**Page excerpt**

⁂

FlinkML 0.10.1 Multiple Linear Regression with Sparse Vectors for Training

280 views Asked by At


I'm trying to test out Flink ML 0.10.1 by doing a linear regression as described here:


I'm using SparseVectors instead of DenseVector, but encountering this issue when trying to train the model:

java.lang.IllegalArgumentException: axpy only supports adding to a dense vector but got type class org.apache.flink.ml.math.SparseVector.
    at org.apache.flink.ml.math.BLAS$.axpy(BLAS.scala:60)
    at org.apache.flink.ml.optimization.GradientDescent$$anonfun$org$apache$flink$ml$optimization$GradientDescent$$SGDStep$2.apply(GradientDescent.scala:181)
    at org.apache.flink.ml.optimization.GradientDescent$$anonfun$org$apache$flink$ml$optimization$GradientDescent$$SGDStep$2.apply(GradientDescent.scala:177)
    at org.apache.flink.api.scala.DataSet$$anon$7.reduce(DataSet.scala:583)
    at org.apache.flink.runtime.operators.chaining.ChainedAllReduceDriver.collect(ChainedAllReduceDriver.java:93)

⁂

**Given request A**
Summarize the FlinkML question in two sentences.
**Given request B**
Echo the FlinkML question from "280 views Asked" up to and including "type class org.apache.flink.ml.math.SparseVector.".

Point annotations for photos

⁂

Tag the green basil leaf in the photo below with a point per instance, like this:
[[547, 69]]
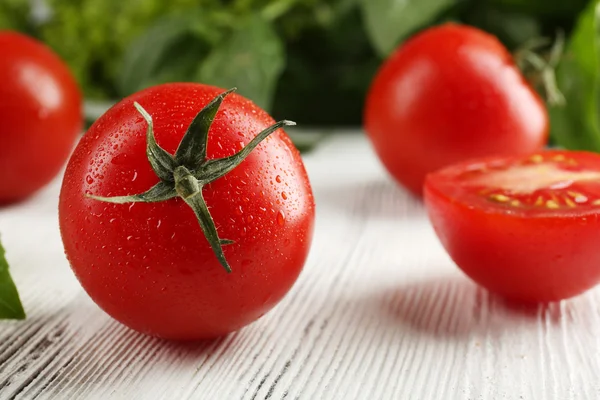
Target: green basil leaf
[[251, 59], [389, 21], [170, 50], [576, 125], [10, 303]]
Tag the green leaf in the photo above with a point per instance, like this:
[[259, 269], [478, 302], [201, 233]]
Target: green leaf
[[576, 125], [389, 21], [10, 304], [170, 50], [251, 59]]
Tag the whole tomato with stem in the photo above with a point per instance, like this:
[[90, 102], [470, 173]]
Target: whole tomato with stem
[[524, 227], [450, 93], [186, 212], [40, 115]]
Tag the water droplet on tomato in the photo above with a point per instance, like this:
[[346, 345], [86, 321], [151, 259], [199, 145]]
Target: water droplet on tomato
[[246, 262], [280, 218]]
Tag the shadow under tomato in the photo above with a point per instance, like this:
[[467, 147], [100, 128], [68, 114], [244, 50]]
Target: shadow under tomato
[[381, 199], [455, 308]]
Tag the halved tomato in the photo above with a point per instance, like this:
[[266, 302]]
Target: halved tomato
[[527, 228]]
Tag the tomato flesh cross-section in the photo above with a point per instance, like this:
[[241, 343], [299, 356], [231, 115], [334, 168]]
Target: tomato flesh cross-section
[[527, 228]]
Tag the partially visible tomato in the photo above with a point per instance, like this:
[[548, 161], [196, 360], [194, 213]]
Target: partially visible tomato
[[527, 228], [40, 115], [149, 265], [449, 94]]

⁂

**Expected answer A**
The asker is testing Flink ML 0.10.1 with a linear regression, using SparseVectors instead of DenseVector. Training the model fails with a java.lang.IllegalArgumentException saying that axpy only supports adding to a dense vector but got a SparseVector.

**Expected answer B**
280 views Asked by At


I'm trying to test out Flink ML 0.10.1 by doing a linear regression as described here:


I'm using SparseVectors instead of DenseVector, but encountering this issue when trying to train the model:

java.lang.IllegalArgumentException: axpy only supports adding to a dense vector but got type class org.apache.flink.ml.math.SparseVector.